Selected extract:
<<<<
- Theatrical release poster
- Directed by: Judy Hecht Dumontet
- Written by: Judy Hecht Dumontet; Julius Robinson;
- Produced by: Gilbert Dumontet; Pepe Iturralde; Courtney Mizel; Judy Hecht Dumontet;
- Starring: José Zúñiga; George Lopez; Miguel Sandoval; Olivia Hussey; Elpidia Carrillo; Alexis Cruz; Jude Herrera; Marcelo Tubert; Lupe Ontiveros;
- Cinematography: Chuy Chávez
- Edited by: Vanick Moradian; Hiroshi Kubota; Rick Fields;
- Music by: Christopher Lennertz
- Distributed by: Archangel Releasing
- Release date: March 16, 2007;
- Running time: 97 minutes
- Country: United States
- Language: English

= Tortilla Heaven =

2007 American comedy film by Judy Hecht Dumontet

Tortilla Heaven is a 2007 American comedy film directed, co-written, and co-produced by Judy Hecht Dumontet. It features an ensemble cast including José Zúñiga, George Lopez, Miguel Sandoval, Olivia Hussey, Elpidia Carrillo, Alexis Cruz, Jude Herrera, Marcelo Tubert, and Lupe Ontiveros. It revolves around a Mexican restaurant run by Isidor, who discovers an awe-inspiring image burned into one of his freshly made tortillas: the face of Jesus.

==Premise==
A tiny town in New Mexico is turned upside down when the image of Christ appears - burned onto a tortilla - in the community's only restaurant, "Tortilla Heaven." Chaos ensues among the townfolk.

==Reception==
===Box office===
Tortilla Heaven grossed $105,401 in the United States.

===Critical response===
 Metacritic, which uses a weighted average, assigned the a score of 22 out of 100, based on 4 critics, indicating "generally unfavorable" reviews.

Michael Ordoña of the Los Angeles Times stated, "The experience of watching Tortilla Heaven is like a frozen smile: The film and its makers simply try too hard. Director and co-writer Judy Hecht Dumontet can't stop "helping" with overactive editing and scoring, such as tinkling bells every time the sacred tortilla is shown early on."

Justin Chang of Variety wrote, "As flat as a tortilla and considerably less nourishing, Tortilla Heaven cooks up a muddled religio-comic fable" and "Pic's almost exclusively Latino and Native American cast is mostly reduced to playing folksy caricatures, feverishly crossing themselves and peppering their Mexican-accented English with the odd exclamation in Spanish."
>>>>
Provided information:
<<<<
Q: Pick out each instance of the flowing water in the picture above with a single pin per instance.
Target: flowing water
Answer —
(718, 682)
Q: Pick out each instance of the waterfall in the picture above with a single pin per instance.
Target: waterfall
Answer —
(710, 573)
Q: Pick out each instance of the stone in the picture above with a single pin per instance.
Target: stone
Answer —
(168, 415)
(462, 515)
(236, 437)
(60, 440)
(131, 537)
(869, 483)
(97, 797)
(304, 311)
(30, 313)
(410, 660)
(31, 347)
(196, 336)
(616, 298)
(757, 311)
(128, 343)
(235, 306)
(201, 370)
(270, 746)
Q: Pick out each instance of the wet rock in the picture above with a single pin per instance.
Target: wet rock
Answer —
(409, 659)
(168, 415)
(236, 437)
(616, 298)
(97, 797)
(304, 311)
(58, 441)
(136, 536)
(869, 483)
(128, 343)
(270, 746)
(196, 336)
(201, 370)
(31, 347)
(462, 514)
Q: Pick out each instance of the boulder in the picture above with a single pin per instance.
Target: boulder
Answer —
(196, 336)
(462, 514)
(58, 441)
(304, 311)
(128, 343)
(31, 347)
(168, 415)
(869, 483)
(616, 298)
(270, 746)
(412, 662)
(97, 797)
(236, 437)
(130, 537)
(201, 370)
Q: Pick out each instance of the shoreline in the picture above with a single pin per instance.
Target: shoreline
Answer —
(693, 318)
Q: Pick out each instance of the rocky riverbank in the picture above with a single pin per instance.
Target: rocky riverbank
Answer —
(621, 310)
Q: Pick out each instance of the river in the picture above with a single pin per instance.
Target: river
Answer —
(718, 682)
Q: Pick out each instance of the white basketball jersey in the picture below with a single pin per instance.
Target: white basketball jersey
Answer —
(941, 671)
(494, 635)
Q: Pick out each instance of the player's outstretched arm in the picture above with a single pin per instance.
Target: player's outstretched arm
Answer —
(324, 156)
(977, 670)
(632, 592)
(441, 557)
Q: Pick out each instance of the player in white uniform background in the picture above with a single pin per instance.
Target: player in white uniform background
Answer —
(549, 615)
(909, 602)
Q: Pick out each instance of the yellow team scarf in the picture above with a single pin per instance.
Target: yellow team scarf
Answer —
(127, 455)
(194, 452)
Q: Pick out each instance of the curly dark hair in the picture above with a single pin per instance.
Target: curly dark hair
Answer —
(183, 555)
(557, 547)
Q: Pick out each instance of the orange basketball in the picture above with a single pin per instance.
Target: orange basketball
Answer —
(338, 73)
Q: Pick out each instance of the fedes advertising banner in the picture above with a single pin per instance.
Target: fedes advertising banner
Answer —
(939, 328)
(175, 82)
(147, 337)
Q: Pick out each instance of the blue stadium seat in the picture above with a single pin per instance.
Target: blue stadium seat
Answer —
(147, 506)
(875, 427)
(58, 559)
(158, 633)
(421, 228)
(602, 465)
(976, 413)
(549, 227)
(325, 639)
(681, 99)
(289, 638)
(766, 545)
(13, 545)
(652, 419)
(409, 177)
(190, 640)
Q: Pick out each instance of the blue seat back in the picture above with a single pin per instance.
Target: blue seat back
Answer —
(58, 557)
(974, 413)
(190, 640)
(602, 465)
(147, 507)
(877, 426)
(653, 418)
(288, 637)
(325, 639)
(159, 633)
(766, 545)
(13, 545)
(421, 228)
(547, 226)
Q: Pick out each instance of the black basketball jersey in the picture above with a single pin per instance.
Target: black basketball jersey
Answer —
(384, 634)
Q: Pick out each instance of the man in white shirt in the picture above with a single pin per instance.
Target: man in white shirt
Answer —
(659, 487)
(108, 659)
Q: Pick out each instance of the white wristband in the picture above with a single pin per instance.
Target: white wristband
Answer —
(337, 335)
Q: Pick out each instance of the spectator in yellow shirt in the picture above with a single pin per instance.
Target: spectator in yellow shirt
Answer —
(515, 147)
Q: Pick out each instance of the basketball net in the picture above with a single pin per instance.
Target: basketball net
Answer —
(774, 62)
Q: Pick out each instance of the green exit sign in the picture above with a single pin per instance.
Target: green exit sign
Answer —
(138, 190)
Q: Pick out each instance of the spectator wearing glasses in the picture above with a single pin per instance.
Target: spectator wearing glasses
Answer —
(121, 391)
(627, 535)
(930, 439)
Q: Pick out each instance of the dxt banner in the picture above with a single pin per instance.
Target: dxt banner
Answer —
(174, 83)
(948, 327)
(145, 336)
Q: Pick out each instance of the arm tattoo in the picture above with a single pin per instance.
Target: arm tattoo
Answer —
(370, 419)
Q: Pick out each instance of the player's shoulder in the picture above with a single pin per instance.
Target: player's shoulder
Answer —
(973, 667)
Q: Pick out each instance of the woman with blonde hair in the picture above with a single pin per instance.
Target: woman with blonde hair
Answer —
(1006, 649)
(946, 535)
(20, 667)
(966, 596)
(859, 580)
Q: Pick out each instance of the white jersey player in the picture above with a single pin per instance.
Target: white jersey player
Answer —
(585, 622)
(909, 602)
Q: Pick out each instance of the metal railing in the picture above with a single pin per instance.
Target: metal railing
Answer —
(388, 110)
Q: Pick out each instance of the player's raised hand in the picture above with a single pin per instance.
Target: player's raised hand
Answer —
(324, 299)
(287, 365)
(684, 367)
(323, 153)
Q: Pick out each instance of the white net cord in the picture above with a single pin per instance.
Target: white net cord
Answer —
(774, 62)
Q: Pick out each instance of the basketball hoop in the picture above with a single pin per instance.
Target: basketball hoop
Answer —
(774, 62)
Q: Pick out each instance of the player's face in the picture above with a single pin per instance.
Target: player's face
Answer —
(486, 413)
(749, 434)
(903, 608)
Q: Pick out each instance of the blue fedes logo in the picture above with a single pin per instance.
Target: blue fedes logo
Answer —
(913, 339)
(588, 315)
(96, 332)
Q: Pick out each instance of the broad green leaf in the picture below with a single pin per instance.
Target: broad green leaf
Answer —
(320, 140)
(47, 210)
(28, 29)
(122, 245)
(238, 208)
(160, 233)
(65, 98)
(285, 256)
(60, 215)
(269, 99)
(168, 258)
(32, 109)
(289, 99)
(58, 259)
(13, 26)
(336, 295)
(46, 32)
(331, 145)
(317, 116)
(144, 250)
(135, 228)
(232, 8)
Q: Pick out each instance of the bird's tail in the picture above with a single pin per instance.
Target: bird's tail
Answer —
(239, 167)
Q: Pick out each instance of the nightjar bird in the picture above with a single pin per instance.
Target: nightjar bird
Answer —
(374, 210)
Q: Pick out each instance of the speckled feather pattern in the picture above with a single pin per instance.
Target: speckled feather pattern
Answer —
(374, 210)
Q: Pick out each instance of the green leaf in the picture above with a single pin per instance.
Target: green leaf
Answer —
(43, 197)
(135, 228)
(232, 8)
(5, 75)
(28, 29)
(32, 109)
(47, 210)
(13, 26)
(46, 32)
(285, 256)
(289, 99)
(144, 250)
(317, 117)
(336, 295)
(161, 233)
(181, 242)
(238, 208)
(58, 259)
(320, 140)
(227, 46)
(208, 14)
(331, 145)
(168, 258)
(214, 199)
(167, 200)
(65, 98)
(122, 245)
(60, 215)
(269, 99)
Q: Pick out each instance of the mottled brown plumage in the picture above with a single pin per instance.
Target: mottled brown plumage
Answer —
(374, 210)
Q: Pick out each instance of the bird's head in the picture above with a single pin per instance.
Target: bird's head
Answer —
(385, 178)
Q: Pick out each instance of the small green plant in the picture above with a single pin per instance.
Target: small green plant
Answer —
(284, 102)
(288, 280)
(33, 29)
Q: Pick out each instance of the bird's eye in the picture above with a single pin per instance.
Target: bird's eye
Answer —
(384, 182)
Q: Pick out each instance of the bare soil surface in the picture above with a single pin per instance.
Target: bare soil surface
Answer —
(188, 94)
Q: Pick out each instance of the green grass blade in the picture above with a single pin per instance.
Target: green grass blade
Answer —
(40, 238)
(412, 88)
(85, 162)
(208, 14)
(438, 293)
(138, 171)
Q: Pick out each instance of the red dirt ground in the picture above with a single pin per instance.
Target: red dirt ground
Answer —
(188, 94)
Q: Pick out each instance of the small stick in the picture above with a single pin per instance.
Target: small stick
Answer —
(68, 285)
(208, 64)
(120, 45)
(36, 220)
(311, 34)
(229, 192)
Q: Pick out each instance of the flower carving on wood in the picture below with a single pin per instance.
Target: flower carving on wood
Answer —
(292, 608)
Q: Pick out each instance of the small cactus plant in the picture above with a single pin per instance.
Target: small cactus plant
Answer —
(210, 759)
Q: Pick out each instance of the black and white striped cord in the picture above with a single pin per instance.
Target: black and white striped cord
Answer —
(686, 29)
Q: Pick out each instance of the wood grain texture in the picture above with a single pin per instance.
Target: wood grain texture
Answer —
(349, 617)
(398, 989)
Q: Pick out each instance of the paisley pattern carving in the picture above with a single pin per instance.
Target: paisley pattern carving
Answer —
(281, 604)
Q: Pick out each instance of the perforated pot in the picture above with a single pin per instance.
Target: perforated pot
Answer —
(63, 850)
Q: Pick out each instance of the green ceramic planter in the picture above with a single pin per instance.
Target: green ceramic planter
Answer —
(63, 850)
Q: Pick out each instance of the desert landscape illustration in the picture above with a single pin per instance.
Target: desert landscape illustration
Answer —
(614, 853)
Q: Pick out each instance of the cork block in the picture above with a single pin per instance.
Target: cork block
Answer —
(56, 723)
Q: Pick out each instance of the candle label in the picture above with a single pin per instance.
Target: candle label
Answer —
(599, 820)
>>>>
Required actions:
1. Translate this sentence from the Tortilla Heaven article into Spanish: "Tortilla Heaven grossed $105,401 in the United States."
2. Decide whether each statement agrees with the Tortilla Heaven article. Answer yes or no for each, and quote the deciding words.
(a) Christopher Lennertz composed the film's music.
(b) Metacritic's score for the film was based on 22 critics.
(c) The story takes place in a small town in Arizona.
3. Resume the Tortilla Heaven article after its final sentence.

Solved problems:
1. Tortilla Heaven recaudó 105.401 dólares en los Estados Unidos.

2.
(a) Yes: "Music by: Christopher Lennertz"
(b) No: "based on 4 critics"
(c) No: "A tiny town in New Mexico"

3.
Tim Grierson of LA Weekly stated, "If it was simply a jokey commentary on the dangers of greed and religious fervor, Tortilla Heaven would be forgivable. But Hecht Dumontet deserves special derision for her hypocritical condescension toward Falfúrrias' simple-folk caricatures, rendering them as God-fearing dolts worthy of scorn until the patronizing finale, which tries for a spiritual uplift that's as disingenuous as it is incompetently executed."

Brandon Fibbs of Christianity Today wrote, "While a fable is an amusing and compelling way to relate a story with a serious point, Tortilla Heaven at times undermines its message by stretching the comedy to its limits" and "For all of its flaws and shortcomings, Tortilla Heaven can't help but be charming and undeniably entertaining. The film's heart is always in the right place."

Rory L. Aronsky of Film Threat wrote, "Oh how I wanted to like Tortilla Heaven. Really like it. Saturday-afternoon-movie like it." However, he also opined, "It's disappointing, because not only does George Lopez and many of the actors deserve a little better (Lopez, among others, is grossly underused), but Chuy Chavez's vivid cinematography makes a more extensive walk around the town seem very attractive."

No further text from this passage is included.